#### To be done
Please reproduce each of the records below, word for word and line for line.

#### Data extract
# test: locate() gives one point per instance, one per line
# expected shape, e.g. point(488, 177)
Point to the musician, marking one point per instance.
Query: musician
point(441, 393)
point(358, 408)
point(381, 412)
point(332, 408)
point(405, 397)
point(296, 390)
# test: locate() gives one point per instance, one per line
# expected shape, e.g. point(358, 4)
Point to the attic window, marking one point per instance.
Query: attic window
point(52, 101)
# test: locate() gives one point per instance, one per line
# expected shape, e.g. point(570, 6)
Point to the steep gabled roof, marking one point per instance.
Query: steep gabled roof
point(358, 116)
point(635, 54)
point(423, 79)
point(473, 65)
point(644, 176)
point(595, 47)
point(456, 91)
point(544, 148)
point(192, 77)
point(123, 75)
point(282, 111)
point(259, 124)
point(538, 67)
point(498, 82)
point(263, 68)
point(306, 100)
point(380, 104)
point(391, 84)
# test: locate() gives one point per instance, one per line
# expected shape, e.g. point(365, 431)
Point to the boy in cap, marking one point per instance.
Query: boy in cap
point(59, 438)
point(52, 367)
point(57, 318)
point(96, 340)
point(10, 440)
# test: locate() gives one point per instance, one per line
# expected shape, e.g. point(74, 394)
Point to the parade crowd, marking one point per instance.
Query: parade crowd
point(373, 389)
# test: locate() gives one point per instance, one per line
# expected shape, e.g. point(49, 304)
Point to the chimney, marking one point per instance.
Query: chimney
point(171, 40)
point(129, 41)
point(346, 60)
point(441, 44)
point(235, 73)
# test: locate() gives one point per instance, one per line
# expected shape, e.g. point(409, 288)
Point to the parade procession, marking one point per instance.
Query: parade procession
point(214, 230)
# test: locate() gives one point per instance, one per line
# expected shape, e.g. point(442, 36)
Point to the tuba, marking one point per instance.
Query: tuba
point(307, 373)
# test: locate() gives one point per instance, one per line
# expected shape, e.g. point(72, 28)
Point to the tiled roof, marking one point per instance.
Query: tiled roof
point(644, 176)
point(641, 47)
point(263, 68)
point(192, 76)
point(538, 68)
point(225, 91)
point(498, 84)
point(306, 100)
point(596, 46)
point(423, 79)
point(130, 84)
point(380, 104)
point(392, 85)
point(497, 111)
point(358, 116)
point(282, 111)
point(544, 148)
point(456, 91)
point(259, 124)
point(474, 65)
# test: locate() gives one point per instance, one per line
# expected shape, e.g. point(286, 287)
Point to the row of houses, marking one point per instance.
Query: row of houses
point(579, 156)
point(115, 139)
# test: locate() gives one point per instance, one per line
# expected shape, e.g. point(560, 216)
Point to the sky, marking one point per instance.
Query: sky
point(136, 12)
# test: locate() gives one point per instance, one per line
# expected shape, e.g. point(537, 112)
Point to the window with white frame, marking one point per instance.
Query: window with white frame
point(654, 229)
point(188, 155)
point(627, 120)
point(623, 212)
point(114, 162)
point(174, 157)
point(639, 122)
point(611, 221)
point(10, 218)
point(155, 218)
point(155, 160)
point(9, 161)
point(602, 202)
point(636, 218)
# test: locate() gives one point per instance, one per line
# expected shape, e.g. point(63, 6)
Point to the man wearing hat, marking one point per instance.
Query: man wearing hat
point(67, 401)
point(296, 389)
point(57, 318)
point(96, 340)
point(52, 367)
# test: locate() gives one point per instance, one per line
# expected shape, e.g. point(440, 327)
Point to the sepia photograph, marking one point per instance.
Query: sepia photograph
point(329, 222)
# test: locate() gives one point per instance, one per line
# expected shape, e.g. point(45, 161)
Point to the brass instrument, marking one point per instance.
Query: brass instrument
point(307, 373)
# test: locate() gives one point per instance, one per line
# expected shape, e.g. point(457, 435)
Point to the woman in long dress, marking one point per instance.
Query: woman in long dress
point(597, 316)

#### Exercise answer
# test: locate() gives one point per instance, one per line
# expected shape, e.g. point(488, 177)
Point to the musician, marking one point per instance.
Query: musician
point(441, 393)
point(358, 408)
point(381, 412)
point(332, 408)
point(405, 397)
point(296, 390)
# test: locate() gives one point per instance, one per line
# expected shape, e.g. point(358, 4)
Point to the attic window, marking one point per instance.
Query: attic window
point(52, 101)
# test: locate() gives one point per instance, one per line
# expected shape, e.g. point(570, 6)
Point to the steep gabled roof, marking one point per instance.
Query: steep gabled roof
point(358, 116)
point(635, 54)
point(423, 79)
point(473, 65)
point(644, 176)
point(595, 47)
point(456, 91)
point(544, 148)
point(192, 77)
point(123, 75)
point(282, 111)
point(259, 124)
point(538, 67)
point(498, 82)
point(263, 68)
point(306, 100)
point(380, 104)
point(391, 84)
# test: locate() gives one point per instance, one per line
# expected shape, e.g. point(365, 431)
Point to the boy in cap, marking one point per instance.
Query: boy in cap
point(59, 438)
point(52, 367)
point(57, 318)
point(96, 340)
point(10, 440)
# test: locate() gives one point per instance, one per line
# expected shape, e.g. point(74, 394)
Point to the parade crowd, marking one point per instance.
Query: parade crowd
point(373, 389)
# test: locate() gives one point per instance, one per line
# expected shape, e.g. point(49, 304)
Point to the chimney, marking one point per instance.
Query: chimney
point(171, 40)
point(129, 41)
point(346, 60)
point(441, 44)
point(235, 73)
# test: locate() gives one point per instance, one per line
# expected shape, e.g. point(409, 288)
Point to the parade procession, marking one point per instance.
Query: parade procession
point(214, 230)
# test: locate() gives one point per instance, one per line
# expected shape, e.g. point(442, 36)
Point to the tuba, marking one point per instance.
Query: tuba
point(307, 373)
# test: locate() gives one point per instance, one per line
# expected shape, e.g. point(72, 28)
Point to the tiled roof, marking one point per instance.
Query: tiled roof
point(644, 176)
point(641, 47)
point(263, 68)
point(192, 76)
point(538, 68)
point(225, 91)
point(498, 84)
point(306, 100)
point(596, 46)
point(423, 79)
point(130, 84)
point(380, 104)
point(392, 85)
point(497, 111)
point(358, 116)
point(282, 111)
point(544, 148)
point(456, 91)
point(259, 124)
point(474, 65)
# test: locate() gives one point per instance, one per line
# expected shape, e.g. point(286, 287)
Point to the row of houses, marking one point per instance.
Query: row of houses
point(579, 156)
point(115, 139)
# test: locate() gives one point per instance, one per line
# expected shape, e.g. point(560, 216)
Point to the sky, marking one point per instance.
Query: sky
point(136, 12)
# test: locate() gives one point per instance, one per line
# expected shape, e.g. point(537, 112)
Point to the window with white frame, marking one point per instance.
Query: window with white frame
point(654, 229)
point(188, 155)
point(627, 120)
point(623, 212)
point(114, 162)
point(174, 157)
point(639, 122)
point(611, 221)
point(10, 218)
point(155, 218)
point(155, 160)
point(9, 161)
point(602, 202)
point(636, 218)
# test: locate() gives one point per instance, one per line
# expected shape, e.g. point(63, 6)
Point to the man wearing hat, marking one point per instance.
Query: man wearing hat
point(67, 401)
point(296, 389)
point(57, 318)
point(96, 340)
point(52, 367)
# test: locate() gives one point per instance, one per line
# expected shape, e.g. point(440, 327)
Point to the sepia photograph, marking one point per instance.
Query: sepia photograph
point(329, 222)
# test: locate() gives one point per instance, one per line
# expected shape, e.g. point(45, 161)
Point to the brass instrument, marking one point per instance.
Query: brass instrument
point(307, 373)
# test: locate() gives one point per instance, one per line
# expected shape, e.g. point(457, 435)
Point to the woman in long dress, marking one point per instance.
Query: woman in long dress
point(597, 316)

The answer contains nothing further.